Look for the string "ruin" in the listing. Copy each line that has it.

Data supplied:
══════════════════════════════

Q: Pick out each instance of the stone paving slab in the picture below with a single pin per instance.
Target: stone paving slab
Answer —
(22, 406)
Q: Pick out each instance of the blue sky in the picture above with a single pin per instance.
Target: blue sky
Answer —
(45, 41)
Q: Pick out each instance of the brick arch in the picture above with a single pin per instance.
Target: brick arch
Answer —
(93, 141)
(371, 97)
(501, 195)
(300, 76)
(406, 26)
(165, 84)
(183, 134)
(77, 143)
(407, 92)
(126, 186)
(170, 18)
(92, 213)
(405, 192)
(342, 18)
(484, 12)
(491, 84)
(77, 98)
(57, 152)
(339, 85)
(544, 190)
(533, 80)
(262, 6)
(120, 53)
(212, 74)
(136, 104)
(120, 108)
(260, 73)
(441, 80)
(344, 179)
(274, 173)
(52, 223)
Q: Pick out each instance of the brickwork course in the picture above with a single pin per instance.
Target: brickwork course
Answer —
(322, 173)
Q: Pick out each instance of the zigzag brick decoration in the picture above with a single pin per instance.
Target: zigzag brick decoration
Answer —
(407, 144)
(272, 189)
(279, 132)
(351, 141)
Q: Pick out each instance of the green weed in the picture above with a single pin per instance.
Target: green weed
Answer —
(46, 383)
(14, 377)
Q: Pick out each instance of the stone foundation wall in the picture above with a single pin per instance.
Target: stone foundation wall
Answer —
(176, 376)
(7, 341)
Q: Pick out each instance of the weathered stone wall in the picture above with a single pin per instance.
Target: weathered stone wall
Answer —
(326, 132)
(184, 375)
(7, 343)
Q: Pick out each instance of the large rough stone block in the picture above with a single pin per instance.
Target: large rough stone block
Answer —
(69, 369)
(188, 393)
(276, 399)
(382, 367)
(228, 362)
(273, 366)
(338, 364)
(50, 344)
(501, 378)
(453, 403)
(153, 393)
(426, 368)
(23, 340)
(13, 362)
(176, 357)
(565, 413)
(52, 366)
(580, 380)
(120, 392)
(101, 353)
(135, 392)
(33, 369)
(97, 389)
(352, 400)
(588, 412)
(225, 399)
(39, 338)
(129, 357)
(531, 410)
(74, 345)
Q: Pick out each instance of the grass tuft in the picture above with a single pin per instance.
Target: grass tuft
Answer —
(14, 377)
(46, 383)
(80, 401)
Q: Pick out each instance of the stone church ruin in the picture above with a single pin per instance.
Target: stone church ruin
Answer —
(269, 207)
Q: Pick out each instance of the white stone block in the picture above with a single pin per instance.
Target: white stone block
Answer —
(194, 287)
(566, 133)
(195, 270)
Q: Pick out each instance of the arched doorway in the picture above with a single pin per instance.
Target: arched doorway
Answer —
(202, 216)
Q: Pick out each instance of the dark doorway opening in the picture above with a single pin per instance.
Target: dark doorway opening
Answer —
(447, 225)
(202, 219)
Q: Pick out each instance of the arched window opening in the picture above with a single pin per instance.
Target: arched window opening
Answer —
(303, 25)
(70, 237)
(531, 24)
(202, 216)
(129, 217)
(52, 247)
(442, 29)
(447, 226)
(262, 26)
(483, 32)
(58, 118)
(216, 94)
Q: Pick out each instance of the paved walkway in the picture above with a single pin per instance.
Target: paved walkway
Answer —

══════════════════════════════

Written solution:
Q: Pick out each instance of the stone church ruin in the picture above with a single pin per instance.
Target: stone church ruin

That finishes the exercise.